[SET TASK] Extract every line of the records that contains the string "chimney". Case counts.

-- begin --

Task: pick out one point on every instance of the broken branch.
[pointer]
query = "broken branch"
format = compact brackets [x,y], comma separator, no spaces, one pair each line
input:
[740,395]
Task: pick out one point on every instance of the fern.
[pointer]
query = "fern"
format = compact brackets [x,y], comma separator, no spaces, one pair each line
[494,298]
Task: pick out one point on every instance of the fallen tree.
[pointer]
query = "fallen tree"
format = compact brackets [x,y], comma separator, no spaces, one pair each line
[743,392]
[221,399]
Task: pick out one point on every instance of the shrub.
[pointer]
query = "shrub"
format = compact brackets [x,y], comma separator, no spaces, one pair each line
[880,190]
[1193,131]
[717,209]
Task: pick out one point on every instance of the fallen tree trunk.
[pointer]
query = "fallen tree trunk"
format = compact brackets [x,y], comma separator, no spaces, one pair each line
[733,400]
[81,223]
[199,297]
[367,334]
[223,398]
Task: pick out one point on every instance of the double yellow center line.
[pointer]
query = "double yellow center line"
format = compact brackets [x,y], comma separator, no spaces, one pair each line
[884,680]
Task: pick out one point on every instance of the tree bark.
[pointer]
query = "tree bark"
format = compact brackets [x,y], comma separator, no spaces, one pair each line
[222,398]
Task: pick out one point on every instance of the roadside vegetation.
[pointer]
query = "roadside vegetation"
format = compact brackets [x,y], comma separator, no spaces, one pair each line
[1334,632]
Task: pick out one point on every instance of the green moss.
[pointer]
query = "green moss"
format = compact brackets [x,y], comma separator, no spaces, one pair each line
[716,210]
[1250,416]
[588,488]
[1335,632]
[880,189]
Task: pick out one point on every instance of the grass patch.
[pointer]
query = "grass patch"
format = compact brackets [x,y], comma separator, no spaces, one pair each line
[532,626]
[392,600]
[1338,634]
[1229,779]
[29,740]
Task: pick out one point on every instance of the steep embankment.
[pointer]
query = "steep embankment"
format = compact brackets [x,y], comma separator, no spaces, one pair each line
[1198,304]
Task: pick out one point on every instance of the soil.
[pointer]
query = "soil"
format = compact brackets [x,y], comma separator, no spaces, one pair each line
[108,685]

-- end --
-- begin --

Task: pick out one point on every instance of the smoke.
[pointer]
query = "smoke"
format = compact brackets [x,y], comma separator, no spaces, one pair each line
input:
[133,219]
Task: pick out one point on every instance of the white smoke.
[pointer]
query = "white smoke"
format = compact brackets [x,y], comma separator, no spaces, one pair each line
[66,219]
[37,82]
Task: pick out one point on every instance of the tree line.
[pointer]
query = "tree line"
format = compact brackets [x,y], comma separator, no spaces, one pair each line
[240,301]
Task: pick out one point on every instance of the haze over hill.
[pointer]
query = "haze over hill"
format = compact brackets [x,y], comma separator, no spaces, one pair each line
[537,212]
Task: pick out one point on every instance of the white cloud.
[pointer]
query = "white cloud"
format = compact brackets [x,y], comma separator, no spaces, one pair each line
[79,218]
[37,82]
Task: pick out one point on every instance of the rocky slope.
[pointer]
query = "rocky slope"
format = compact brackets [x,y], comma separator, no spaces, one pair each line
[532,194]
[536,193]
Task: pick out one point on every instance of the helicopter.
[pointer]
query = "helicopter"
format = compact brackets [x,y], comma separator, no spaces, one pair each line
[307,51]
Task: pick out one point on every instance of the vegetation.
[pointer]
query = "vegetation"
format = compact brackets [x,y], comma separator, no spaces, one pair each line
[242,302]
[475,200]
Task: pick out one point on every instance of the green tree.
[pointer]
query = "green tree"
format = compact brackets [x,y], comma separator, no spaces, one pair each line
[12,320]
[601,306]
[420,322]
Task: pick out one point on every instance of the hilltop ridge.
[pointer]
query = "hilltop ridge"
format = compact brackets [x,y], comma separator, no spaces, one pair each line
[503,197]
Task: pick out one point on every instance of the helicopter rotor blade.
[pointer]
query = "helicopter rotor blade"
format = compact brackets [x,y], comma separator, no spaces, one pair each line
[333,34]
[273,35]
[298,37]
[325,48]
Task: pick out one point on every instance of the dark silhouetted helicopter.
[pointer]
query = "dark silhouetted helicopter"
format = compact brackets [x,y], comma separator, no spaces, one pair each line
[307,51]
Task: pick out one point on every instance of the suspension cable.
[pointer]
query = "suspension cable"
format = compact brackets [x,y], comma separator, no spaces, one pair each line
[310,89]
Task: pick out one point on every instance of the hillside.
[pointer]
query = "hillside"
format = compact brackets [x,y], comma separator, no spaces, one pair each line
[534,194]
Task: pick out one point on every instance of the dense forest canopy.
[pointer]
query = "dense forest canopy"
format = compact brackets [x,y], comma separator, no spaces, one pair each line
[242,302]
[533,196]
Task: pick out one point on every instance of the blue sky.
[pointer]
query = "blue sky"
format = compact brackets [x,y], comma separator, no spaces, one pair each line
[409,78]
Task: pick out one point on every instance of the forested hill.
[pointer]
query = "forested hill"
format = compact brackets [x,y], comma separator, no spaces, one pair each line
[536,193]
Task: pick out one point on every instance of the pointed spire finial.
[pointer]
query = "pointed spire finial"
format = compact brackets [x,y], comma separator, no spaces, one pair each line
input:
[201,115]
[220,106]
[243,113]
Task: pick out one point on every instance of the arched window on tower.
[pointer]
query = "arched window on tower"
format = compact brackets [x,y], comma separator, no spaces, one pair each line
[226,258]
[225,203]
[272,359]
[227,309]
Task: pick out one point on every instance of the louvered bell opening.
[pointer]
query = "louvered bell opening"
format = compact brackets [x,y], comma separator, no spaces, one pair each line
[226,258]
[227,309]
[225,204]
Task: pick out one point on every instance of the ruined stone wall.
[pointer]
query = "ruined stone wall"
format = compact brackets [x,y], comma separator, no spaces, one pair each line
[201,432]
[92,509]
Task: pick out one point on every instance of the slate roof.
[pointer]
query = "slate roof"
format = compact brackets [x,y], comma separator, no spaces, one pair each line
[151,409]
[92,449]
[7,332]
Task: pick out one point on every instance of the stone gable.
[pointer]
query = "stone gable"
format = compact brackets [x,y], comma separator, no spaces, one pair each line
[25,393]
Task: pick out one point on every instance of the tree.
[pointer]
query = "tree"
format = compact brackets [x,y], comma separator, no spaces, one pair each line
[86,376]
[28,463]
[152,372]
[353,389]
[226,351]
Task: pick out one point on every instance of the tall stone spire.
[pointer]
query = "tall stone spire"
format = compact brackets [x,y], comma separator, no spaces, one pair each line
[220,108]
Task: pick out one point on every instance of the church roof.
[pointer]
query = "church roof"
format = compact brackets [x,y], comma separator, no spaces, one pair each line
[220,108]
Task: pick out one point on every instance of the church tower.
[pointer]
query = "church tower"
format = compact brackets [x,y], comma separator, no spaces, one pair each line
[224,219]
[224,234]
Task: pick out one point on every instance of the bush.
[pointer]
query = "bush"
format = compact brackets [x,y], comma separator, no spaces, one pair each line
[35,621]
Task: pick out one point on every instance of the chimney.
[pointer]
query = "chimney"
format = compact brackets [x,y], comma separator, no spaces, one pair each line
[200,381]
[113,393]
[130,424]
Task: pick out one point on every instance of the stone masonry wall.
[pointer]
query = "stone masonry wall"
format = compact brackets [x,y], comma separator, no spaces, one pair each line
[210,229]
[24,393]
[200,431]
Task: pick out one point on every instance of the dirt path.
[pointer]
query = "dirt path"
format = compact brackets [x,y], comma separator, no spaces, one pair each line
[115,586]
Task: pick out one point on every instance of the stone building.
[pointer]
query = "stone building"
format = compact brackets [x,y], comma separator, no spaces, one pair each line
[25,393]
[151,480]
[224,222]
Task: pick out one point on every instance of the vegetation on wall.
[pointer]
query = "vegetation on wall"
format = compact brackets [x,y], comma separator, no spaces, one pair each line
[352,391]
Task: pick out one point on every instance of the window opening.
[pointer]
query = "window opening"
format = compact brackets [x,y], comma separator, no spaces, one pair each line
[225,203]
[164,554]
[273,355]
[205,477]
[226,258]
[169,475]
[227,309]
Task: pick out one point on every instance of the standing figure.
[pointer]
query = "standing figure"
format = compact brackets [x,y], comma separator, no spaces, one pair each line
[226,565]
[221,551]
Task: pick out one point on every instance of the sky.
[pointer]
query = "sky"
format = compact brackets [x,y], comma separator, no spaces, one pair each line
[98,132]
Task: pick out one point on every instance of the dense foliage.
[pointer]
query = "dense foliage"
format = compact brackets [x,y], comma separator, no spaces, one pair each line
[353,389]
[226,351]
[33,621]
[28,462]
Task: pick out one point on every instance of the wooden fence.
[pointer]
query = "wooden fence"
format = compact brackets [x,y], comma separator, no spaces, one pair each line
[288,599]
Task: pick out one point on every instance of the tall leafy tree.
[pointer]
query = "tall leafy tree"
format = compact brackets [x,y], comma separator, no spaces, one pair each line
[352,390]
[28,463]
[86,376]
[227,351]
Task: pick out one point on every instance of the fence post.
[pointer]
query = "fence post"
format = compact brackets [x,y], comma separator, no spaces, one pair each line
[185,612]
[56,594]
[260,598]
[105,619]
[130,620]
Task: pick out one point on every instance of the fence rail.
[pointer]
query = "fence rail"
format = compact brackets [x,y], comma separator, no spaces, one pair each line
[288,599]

-- end --

[RESULT OF THE TASK]
Task: pick out one point on every instance of the chimney.
query = "chimney"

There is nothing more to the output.